— To do —
Copy every record below exactly.

Natural-language object grounding data:
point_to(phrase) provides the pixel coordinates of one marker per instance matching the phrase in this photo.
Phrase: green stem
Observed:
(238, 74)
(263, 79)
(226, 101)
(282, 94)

— Solution for this problem —
point_to(phrase) provides the pixel coordinates of one marker per instance matching the phrase in this photo.
Phrase: green stem
Observed:
(238, 74)
(263, 79)
(226, 101)
(282, 94)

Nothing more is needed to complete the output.